> [Quoted text]

:::

There are also plenty of more complicated single-digit options that solve it in one move. Here's one:

Code: Select all
.--------------------.-------------.-----------------.
|   6     2     7    | 5  89    3  | 489   1     489 |
| af489   5    a489  | 6  7     1  | 2    b89    3   |
|   3     1    b8-9  | 4  2    c89 | 6     7     5   |
:--------------------+-------------+-----------------:
|   1     7     3    | 8  49    5  | 49    6     2   |
|  e4589  489   4589 | 2  6    d49 | 7     3     1   |
|   2     49    6    | 3  1     7  | 489   5     489 |
:--------------------+-------------+-----------------:
|   7     489   4589 | 1  458   2  | 3    c489   6   |
|   48    6     1    | 9  3     48 | 5     2     7   |
|  e4589  3     2    | 7  458   6  | 1    c489  d89  |
'--------------------'-------------'-----------------'

(9)r2c13 = r2c8&r3c3 - r3c6|r79c8 = r5c6&r9c9 - r59c1 = (9)r2c1 => -9 r3c3; stte

or:

Mutant 4x6-Obifish: (9)R2C16B9\r59c8[r3b11] => -9 r3c3; stte

So is this Colouring in action

Did you use actual coloring and follow both paths without presumptions on which would lead to what? If not, then it was T&E. If you only test a single candidate, even with coloring, it's T&E. Real coloring investigates two strongly linked options at the same time, trying to find verities (where both parities agree) instead of contradictions (but they can happen too, solving the coloring immediately).

a Backdoor, or just dumb luck?

:::

> [Records supplied]

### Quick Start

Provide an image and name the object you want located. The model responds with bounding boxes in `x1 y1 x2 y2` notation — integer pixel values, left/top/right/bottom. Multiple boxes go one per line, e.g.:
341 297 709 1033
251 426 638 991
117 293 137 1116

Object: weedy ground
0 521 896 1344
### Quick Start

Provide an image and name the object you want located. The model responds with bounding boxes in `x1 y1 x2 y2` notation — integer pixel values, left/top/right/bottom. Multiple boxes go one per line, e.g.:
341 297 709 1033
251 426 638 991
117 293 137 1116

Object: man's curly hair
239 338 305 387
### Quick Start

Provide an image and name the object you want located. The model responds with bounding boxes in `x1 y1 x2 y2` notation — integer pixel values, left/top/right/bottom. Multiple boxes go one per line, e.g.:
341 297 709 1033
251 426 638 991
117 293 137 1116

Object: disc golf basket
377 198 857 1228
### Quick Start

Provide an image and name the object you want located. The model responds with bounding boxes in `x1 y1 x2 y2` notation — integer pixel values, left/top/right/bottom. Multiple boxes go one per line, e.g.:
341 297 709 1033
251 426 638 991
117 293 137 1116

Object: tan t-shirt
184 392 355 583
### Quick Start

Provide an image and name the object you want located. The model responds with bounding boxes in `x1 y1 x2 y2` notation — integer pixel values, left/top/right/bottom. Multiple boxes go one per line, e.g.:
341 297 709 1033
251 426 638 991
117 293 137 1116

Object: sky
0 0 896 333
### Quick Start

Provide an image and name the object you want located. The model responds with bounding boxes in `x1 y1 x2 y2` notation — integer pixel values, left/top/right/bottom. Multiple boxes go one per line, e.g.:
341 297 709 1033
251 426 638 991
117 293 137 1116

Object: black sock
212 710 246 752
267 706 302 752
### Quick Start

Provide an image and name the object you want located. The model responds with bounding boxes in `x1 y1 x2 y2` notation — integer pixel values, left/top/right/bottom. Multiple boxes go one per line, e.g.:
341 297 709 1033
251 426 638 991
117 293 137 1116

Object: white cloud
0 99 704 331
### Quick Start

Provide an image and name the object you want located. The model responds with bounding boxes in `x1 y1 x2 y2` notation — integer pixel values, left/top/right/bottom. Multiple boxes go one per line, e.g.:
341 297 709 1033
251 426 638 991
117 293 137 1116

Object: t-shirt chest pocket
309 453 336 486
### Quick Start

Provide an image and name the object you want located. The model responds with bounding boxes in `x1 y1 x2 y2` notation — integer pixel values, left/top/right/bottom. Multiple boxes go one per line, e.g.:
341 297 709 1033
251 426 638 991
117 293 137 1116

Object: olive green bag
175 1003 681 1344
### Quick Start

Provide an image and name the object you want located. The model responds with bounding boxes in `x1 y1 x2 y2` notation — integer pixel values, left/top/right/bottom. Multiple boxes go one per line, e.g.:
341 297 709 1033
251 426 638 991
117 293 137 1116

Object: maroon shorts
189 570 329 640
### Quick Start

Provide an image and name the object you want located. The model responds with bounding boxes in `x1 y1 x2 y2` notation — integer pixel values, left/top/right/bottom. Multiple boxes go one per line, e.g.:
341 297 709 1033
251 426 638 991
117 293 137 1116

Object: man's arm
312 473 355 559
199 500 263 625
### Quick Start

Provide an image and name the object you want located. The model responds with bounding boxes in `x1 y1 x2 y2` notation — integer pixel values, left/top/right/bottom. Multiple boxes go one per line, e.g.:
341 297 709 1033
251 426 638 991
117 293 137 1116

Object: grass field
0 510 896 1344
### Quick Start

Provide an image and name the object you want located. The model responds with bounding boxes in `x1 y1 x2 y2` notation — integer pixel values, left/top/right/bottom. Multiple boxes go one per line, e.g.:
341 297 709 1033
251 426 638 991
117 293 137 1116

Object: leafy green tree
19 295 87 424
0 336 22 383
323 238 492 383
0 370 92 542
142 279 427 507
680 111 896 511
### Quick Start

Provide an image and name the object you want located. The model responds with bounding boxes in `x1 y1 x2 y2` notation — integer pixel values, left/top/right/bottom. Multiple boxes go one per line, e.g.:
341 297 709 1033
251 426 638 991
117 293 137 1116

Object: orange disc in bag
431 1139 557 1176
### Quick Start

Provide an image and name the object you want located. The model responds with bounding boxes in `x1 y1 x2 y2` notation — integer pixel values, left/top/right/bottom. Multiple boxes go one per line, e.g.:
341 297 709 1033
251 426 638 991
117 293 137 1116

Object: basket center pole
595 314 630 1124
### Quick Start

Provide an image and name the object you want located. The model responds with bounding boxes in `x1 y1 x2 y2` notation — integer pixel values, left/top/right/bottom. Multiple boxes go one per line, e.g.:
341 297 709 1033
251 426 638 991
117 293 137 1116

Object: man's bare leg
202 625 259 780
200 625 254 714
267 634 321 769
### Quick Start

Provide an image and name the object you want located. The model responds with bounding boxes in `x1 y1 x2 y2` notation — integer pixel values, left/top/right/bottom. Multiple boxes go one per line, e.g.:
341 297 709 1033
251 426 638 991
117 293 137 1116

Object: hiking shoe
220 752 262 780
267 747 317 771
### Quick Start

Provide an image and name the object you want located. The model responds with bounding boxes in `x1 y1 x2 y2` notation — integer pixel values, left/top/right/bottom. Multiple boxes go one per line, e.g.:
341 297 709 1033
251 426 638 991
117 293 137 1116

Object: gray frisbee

:::

> [Required actions]
(a) In the sudoku solving discussion, what does real coloring try to find instead of contradictions?
(b) Continue the sudoku solving discussion from its last line.

> [Final answers]
(a) Verities, where both parities agree.

(b)
Well, you definitely found a backdoor since it solved the puzzle. If you'd tested that first, instead of the other option that resulted in a contradiction, it would have led to the solution immediately. Had you accepted that without proving the other option false, it would have been a mere guess (edit: sorry, I meant an inspired choice! :D ). That wouldn't count for anything in my books (edit: but it's not the only opinion on the matter). Now you actually solved the puzzle, even if via T&E, so that definitely counts.

Btw, here's a recent one where I used honest T&E. In that case it doesn't really count, though, because I knew there was a backdoor to be revealed if I killed those candidates. So, it wasn't real solving at all. (Choosing that particular backdoor as a target was an inspired choice, though, as I had a feeling the others would be harder to crack. I haven't really investigated if I was right or not.)
-SpAce-: Show
Code: Select all
   *             |    |               |    |    *
        *        |=()=|    /  _  \    |=()=|               *
            *    |    |   |-=( )=-|   |    |      *
     *                     \  ¯  /                   *   

"If one is to understand the great mystery, one must study all its aspects, not just the dogmatic narrow view of the Jedi."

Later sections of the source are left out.